-- What the task requires --
Continue this op-ed on state news media under authoritarian regimes from the point where it stops.

-- Extract to read --
☆ ☆ ☆ ☆ ☆ ☆ ☆

Lies and Videotape

By Christopher Walker, the director of studies at Freedom House and Robert W. Orttung, an assistant director of the Institute for European, Russian and Eurasian Studies at George Washington University (THE NEW YORK TIMES, 23/04/11):

Facebook, Twitter and other social media have revolutionized the global press landscape, helping to dislodge dictators in Tunisia and Egypt and foment protests in Bahrain and Syria.

But another revolution is taking shape simultaneously in old media institutions — one that could break the stranglehold that the state news media hold over unfree societies.

Dictators make controlling the news media a priority for a reason. For most authoritarian states, state news media, especially television, have helped leaders stay in power by creating a parallel reality for their populations and depriving dissenters of a wider audience. Tunisia’s news media environment was routinely ranked among the world’s most stifling in Freedom House’s annual assessment of press freedom before this year’s revolution. In Egypt, state television stood steadfastly behind President Hosni Mubarak, deceptively playing old video of an empty Tahrir Square rather than broadcasting images of the millions protesting there.

Autocratic governments spare no effort to ensure that their state news media provide their audiences a steady diet of regime-friendly news and information. In Mr. Mubarak’s Egypt, some 46,000 people worked at the government’s news media complex, and the government-controlled Egyptian Radio and Television Union still owns all non-satellite television broadcasters. While growing numbers of viewers have turned to Al Jazeera and other private channels, significant segments of Egypt’s population continue to rely on the state news media. A 2007 study found that 72 percent of Egyptians turned to state television as their main source of political news.

☆ ☆ ☆ ☆ ☆ ☆ ☆

-- Information shown --
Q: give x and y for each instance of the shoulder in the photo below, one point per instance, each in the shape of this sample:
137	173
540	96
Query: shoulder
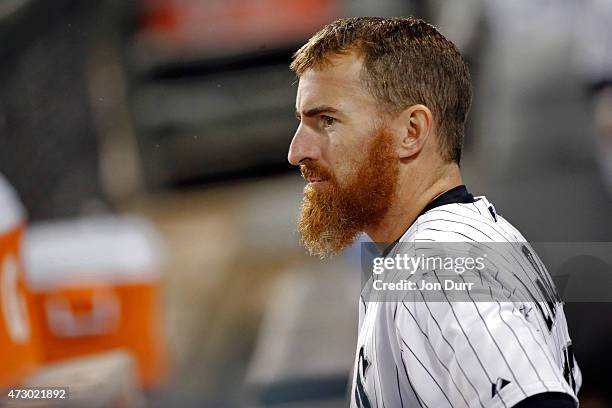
477	221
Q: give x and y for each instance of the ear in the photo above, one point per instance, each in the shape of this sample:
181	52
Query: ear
416	125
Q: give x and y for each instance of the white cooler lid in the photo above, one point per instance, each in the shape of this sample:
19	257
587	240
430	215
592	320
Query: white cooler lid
113	249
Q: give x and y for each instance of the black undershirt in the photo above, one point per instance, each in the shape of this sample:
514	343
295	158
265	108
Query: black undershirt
455	195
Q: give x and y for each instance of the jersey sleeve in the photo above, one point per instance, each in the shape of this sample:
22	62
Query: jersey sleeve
474	354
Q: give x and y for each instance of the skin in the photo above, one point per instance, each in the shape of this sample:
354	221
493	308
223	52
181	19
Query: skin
338	117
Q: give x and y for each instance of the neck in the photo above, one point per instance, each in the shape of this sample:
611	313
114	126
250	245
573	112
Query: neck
410	201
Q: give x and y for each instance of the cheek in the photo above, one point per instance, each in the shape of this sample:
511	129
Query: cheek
345	159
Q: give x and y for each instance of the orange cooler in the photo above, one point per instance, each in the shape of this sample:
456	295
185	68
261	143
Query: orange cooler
96	285
18	349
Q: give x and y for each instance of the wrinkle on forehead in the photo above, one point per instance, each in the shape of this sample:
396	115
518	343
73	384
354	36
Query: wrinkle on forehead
339	84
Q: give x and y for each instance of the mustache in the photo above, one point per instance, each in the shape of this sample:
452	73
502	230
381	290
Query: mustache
314	171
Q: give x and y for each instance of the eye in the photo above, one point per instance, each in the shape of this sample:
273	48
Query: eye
327	121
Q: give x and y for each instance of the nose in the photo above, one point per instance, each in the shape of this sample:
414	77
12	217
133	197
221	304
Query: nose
303	146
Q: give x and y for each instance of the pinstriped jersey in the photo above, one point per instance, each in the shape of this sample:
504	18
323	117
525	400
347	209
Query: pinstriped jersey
417	353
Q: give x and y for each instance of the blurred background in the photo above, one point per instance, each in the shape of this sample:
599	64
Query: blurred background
147	212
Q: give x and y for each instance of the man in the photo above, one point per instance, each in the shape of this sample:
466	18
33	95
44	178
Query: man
381	104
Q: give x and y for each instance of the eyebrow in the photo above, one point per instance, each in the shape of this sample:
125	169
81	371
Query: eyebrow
316	110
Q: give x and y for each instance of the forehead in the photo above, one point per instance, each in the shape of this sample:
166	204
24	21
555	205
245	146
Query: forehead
338	85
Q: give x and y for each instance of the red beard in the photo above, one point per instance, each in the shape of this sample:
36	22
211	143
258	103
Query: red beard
334	214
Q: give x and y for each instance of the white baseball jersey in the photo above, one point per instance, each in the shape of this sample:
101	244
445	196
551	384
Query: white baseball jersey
463	354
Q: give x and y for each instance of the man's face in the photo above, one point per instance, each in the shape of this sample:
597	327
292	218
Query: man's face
345	153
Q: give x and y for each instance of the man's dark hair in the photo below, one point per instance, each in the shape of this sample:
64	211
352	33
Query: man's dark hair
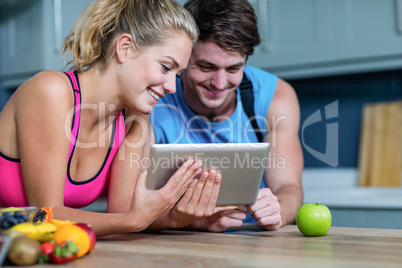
231	24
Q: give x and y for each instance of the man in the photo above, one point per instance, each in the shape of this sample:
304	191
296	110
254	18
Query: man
207	107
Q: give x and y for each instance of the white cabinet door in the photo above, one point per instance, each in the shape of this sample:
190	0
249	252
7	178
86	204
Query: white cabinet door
368	29
20	31
293	32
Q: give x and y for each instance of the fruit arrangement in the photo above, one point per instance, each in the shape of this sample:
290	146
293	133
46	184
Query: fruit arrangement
38	238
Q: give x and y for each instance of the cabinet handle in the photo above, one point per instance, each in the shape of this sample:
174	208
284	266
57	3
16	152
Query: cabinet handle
57	25
264	24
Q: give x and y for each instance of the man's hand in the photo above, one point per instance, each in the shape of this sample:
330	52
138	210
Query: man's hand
266	210
223	220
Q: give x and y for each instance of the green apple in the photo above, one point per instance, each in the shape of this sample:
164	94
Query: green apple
313	219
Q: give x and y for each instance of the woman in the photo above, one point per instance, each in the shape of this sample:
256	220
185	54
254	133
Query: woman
63	134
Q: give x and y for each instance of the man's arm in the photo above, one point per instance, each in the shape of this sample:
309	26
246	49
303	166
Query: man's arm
277	204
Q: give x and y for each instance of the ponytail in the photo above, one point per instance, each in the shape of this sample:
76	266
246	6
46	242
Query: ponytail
93	37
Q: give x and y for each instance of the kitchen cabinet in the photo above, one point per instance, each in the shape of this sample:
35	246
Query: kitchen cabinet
327	37
293	33
32	33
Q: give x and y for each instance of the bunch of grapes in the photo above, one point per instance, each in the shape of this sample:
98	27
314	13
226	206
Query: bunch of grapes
9	219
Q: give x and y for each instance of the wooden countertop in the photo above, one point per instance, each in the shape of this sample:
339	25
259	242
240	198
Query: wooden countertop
248	247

☆ ☆ ☆ ☆ ☆ ☆ ☆

-- Written answer --
In addition, the state still owns 99 percent of newspaper publishers and newsstands. In recent years, independent newspapers have made significant strides, but their numbers are still dwarfed by official news outlets: the government-run daily Al Ahram claims a circulation of roughly one million while the country’s entire independent press prints fewer than 200,000 copies a day.

State news media remain dominant today, although reformers are working hard to change that. In response to protesters’ demands, Egypt’s interim military government eliminated the position of minister of information in February and earlier this month fired three top officials from state television and radio.

Meanwhile, the upheaval in Libya has laid bare the depredations of state media. Still in Col. Muammar el-Qaddafi’s grip, Libyan state television continues to feed its audience a warped mix of conspiracy and sham. For instance, it has shamelessly vilified Eman al-Obeidy, the Libyan who said she was raped by Colonel Qaddafi’s security forces and desperately sought to tell her story to foreign reporters, alleging that she is a prostitute and clinically insane.

In Syria, state television operates as if growing protests and a government crackdown are not taking place; viewers are instead fed images of pro-government demonstrations and told of conspiracies against the regime. But cracks have begun to emerge. Last week, the prominent state television journalist Maher Deeb quit in protest, writing on his Facebook page, “I am no longer able to bear the failed approach of the official Syrian press ... as well as its failure to cover the practices of some security branches and popular committees that torture, arrest and attack protesters.”

Revolutions occur when enough people decide to ignore state media warnings, take to the streets and join other protesters, as they did in Tahrir Square. But Egypt was an encouraging exception. Where their roots are deep, state news media create an almost insurmountable obstacle for civil society and political opposition groups by barring them from communicating with mass audiences. Although social media have been a critical tool for creating political openings, opposition groups need national outlets if durable institutional reforms are to take place in societies that have endured extraordinary manipulation and repression.

The gains achieved by Egyptian and Tunisian protesters in reshaping their state-controlled news media in the weeks since their revolutions should not be taken for granted. Transforming politically dominated television and radio networks into more transparent and democratic institutions is a long and difficult process, and the vast majority of citizens in authoritarian states across the world — from Libya and Syria to Russia and China — continue to consume a twisted version of reality through the looking glass of state television.